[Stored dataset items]
[Begin]

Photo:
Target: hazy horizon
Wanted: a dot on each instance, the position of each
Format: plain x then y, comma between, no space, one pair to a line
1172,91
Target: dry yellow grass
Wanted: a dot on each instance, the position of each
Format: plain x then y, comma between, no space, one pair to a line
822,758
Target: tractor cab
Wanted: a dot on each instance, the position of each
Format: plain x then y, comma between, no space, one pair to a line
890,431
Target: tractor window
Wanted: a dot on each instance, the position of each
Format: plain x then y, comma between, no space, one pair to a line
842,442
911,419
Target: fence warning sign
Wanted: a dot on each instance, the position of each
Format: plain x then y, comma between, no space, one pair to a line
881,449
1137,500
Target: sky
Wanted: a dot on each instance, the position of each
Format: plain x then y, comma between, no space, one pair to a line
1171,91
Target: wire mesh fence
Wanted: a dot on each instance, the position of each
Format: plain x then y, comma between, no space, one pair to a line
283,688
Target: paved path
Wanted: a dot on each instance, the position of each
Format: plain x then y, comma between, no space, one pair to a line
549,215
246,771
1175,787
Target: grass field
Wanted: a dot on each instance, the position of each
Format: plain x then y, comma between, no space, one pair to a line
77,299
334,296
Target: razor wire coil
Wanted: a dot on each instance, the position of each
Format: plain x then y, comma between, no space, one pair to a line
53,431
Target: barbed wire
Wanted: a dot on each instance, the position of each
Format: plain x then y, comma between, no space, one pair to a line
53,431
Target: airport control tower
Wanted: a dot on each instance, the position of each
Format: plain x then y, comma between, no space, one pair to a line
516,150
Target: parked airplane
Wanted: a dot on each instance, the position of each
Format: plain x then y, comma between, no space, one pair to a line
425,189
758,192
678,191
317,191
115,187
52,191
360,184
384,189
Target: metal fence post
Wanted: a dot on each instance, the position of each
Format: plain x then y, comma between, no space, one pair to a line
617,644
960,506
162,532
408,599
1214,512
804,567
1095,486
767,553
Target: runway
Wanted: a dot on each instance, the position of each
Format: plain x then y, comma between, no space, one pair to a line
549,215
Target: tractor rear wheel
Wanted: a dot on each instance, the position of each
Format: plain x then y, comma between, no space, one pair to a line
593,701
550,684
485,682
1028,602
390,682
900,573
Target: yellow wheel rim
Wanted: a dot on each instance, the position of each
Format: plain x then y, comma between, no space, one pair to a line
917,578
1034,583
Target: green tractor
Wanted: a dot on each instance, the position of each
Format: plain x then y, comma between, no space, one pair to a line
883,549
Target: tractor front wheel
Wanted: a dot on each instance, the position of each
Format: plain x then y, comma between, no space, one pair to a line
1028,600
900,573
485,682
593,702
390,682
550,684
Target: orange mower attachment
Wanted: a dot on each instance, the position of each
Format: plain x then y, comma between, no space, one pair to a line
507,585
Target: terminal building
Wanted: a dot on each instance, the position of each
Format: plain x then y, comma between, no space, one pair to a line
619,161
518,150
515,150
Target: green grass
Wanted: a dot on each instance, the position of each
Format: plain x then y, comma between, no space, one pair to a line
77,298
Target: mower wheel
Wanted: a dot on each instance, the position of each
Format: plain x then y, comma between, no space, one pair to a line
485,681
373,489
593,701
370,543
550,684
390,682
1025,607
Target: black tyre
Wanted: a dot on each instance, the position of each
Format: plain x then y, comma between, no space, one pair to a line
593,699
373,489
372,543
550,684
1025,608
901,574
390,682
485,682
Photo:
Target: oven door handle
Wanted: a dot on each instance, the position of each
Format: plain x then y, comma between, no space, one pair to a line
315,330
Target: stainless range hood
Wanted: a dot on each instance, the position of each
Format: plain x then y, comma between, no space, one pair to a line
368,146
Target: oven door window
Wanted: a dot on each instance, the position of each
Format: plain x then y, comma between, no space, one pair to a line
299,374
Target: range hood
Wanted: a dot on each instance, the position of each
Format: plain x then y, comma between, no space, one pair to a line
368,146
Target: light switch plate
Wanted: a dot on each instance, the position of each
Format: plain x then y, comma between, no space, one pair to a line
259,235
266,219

[End]

[Set problem] Rewrite all of the items above, swapping every "Wanted" for "Required" and leaving everything else unchanged.

[Answer for this exercise]
Photo:
Target: hazy horizon
Required: a dot on each instance, the position of each
Format: plain x then y, comma between, no space, one pair to a line
1172,91
Target: dry yellow grass
Required: a dot on each instance, the position of each
Format: plain x then y, comma between, no space, one pair to a line
822,758
Target: tractor cab
Required: a dot on each instance, the position of each
Format: plain x then y, comma between, no space, one pair to a line
890,431
Target: tractor window
Required: a dot on each instance, the position of each
Format: plain x then y, comma between, no space, one pair to a line
842,442
911,419
Target: fence warning sign
Required: a dot on each instance, the position of each
Format: plain x then y, comma between, no space, one pair to a line
881,449
1137,500
Target: sky
Required: a dot on each instance, the position of each
Format: plain x then y, comma between, no space, one pair to a line
1171,91
Target: wire mesh fence
Required: a dot on each instance, the position of each
Format: plain x then y, comma between, no space, one pair to a line
283,688
Target: paved path
Required: a dot on each instance, the position of each
Format: plain x then y, comma between, no space, one pair to a line
549,215
246,771
1175,787
Target: grass field
Required: a dot on each instance, the position of each
Format: plain x then y, comma between, no space, one pair to a line
77,299
334,296
Target: razor wire coil
Required: a dot on each instance, the position of each
Format: plain x then y, comma between, no space, one pair to a line
53,431
Target: barbed wire
Required: a dot on each instance, the position of each
Format: plain x then y, comma between, no space, one pair to a line
53,431
Target: airport control tower
Required: a dot on each instance, the position of each
Format: plain x then y, comma between, no space, one pair to a line
516,150
Target: parked airplane
Required: a dot on each instance, the position of each
Format: plain x then y, comma between, no space, one pair to a line
425,189
758,192
678,191
317,191
115,187
52,191
360,184
384,189
Target: metal fence post
Required: a dot on each instance, the position of each
Format: plain x then y, comma between, no space, one pair to a line
617,644
960,506
162,532
408,599
1214,512
804,567
1095,486
767,553
Target: runway
Required: a dot on each instance, the position of each
Format: plain x then y, comma between, no space, one pair to a line
549,215
Target: tractor rear wheel
Required: a dot on each instance, the position of each
Format: plain x then y, comma between, no space, one pair to a line
593,701
550,684
485,682
1028,602
390,682
900,573
Target: yellow wheel rim
Required: a dot on each instance, the position of each
Format: plain x then y, comma between, no space, one pair to a line
917,578
1034,583
Target: green tractor
Required: a dot on each instance, the position of each
Format: plain x then y, comma between, no space, one pair to a line
883,549
Target: tractor front wheel
Required: a dot on each instance, the position of each
Format: plain x then y, comma between, no space, one pair to a line
1028,600
900,573
485,682
593,702
390,682
550,684
Target: orange mower attachment
Required: a dot on each instance, the position of each
Format: plain x then y, comma between, no space, one pair to a line
507,585
Target: terminal building
Required: a dot on each instance, the position of each
Format: plain x then y, comma between, no space, one pair to a line
619,161
518,150
515,150
Target: green grass
Required: a dot on each instance, the position of each
Format: plain x then y, comma between, no space, one pair to a line
77,298
Target: mower wheel
Required: a dot on each instance, the position of each
Format: plain x then y, comma between, no space, one pair to a line
485,681
373,489
593,701
370,543
550,684
390,682
1025,607
Target: black tyre
Required: a dot on each instance, the position of each
Format: plain x then y, comma between, no space, one pair to a line
593,699
373,489
372,543
550,684
1025,608
901,574
390,682
485,682
Photo:
Target: oven door handle
Required: a dot on each instance, the position of each
Format: plain x then y, comma between, no space, one pair to a line
315,330
Target: stainless range hood
Required: a dot on each instance, the position of each
Format: plain x then y, comma between, no space, one pair to a line
368,146
Target: oven door window
Required: a dot on each instance, the position of each
Format: plain x then y, comma between, no space, one pair to a line
299,374
Target: range hood
Required: a dot on each instance, the position of each
Format: plain x then y, comma between, no space, one pair to a line
368,146
Target: light switch plate
Required: a dot on each instance, the position of each
Format: plain x then y, comma between, no space, one pair to a line
259,235
266,219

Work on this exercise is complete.